▸ TAREFA ESCRITA
De acordo com o artigo, em que período o policial enviou à universidade a mensagem de correio eletrônico com o pedido de desculpas?

▸ ARTIGO
────────────────────────────────────────

A declaração foi sendo repassada de boca em boca e gerou indignação na universidade. Além de ser enquadrado num programa de capacitação, o policial enviou uma mensagem de correio eletrônico para a universidade, na primeira quinzena de fevereiro, desculpando-se pelo que havia dito. “Fiz um comentário impensado, que não reflete o compromisso do Serviço de Polícia de Toronto com as vítimas de agressões sexuais”, escreveu. O policial disse, ainda, que os crimes violentos, como assaltos sexuais, podem ter um efeito traumatizante sobre as suas vítimas e, diante disso, reiterou que seu comentário fora prejudicial. “Estou envergonhado pelo comentário que fiz e que não deve ser repetido. Peço desculpas por quaisquer maus sentimentos que meu comentário possa ter despertado”, concluiu.

────────────────────────────────────────

▸ TRECHO DOS DADOS
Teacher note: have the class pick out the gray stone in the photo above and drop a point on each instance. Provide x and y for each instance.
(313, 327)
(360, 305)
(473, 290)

────────────────────────────────────────

▸ RESPOSTA COMPLETA
Na primeira quinzena de fevereiro.